= Problem A =
Rewrite the rows from the very first one through the line holding "point(195, 129)", inclusive, changing each "baroque palace facade" to "gothic cathedral facade" and leaving everything else as it is. Return only those lines.

★ ★ ★

From Casetext: Smarter Legal Research

Bennett v. Timmerman-Cooper

UNITED STATES DISTRICT COURT FOR THE SOUTHERN DISTRICT OF OHIO WESTERN DIVISION AT CINCINNATI
Aug 4, 2014
Case No. 1:13-cv-519 (S.D. Ohio Aug. 4, 2014)

Opinion

Case No. 1:13-cv-519

08-04-2014

JAMES L. BENNETT, Petitioner, v. DEB TIMMERMAN-COOPER, Warden, London Correctional Institution, Respondent.


Chief Judge Susan J. Dlott

REPORT AND RECOMMENDATIONS

Petitioner James L. Bennett brought this habeas corpus action pro se pursuant to 28 U.S.C. § 2254. Bennett is serving a fifty-four year sentence in Respondent's custody upon his conviction in the Brown County, Ohio, Common Pleas Court on ten counts of sexual battery and fifty counts of rape. Bennett pleads the following grounds for relief:

Ground One: R.C. 2941.25 codifies the double jeopardy protections in the Federal and Ohio Constitutions, which prohibit courts from imposing cumulative or multiple punishments for the same criminal conduct unless the legislature has expressed an intent to prohibit multiple convictions for offenses which are allied offenses of similar import.



Supporting Facts: Eight counts of rape were not differentiated in the indictment, in fact they read exactly alike, literally word-for-word and the only way to protect against double jeopardy would be to impose a concurrent sentence for the identical charges.



Again, R.C. 2941.25 codifies the double jeopardy protections in both the Federal and Ohio Constitutions, which prohibit courts from imposing cumulative or multiple punishments for the same criminal conduct unless the legislature has expressed an intent to
prohibit multiple convictions for offenses which are allied offenses of similar import.

★ ★ ★

= Problem B =
According to the court opinion, on how many counts of rape was Bennett convicted?

★ ★ ★

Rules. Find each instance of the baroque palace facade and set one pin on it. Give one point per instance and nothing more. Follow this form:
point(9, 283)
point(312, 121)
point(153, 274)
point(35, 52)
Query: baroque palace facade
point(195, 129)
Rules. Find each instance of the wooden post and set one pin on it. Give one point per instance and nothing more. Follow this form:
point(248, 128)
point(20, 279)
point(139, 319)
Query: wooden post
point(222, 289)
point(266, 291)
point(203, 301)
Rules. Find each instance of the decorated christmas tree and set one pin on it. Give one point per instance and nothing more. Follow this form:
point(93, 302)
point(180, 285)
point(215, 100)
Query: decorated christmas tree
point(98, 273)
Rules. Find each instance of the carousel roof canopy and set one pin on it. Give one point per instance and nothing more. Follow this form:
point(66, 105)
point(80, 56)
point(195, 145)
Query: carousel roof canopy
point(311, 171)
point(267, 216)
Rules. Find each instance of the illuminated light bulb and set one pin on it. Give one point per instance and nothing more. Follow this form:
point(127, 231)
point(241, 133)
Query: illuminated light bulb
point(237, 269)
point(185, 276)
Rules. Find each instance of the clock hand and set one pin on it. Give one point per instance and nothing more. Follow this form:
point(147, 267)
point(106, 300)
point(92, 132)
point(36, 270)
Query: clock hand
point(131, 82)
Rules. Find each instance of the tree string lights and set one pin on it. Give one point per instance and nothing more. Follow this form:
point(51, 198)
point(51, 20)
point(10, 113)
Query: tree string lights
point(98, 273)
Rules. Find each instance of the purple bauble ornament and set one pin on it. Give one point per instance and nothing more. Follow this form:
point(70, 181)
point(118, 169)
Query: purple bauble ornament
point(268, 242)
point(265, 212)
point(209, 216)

★ ★ ★

= Full answer A =
Rules. Find each instance of the gothic cathedral facade and set one pin on it. Give one point per instance and nothing more. Follow this form:
point(9, 283)
point(312, 121)
point(153, 274)
point(35, 52)
Query: gothic cathedral facade
point(195, 129)

= Full answer B =
Fifty counts of rape.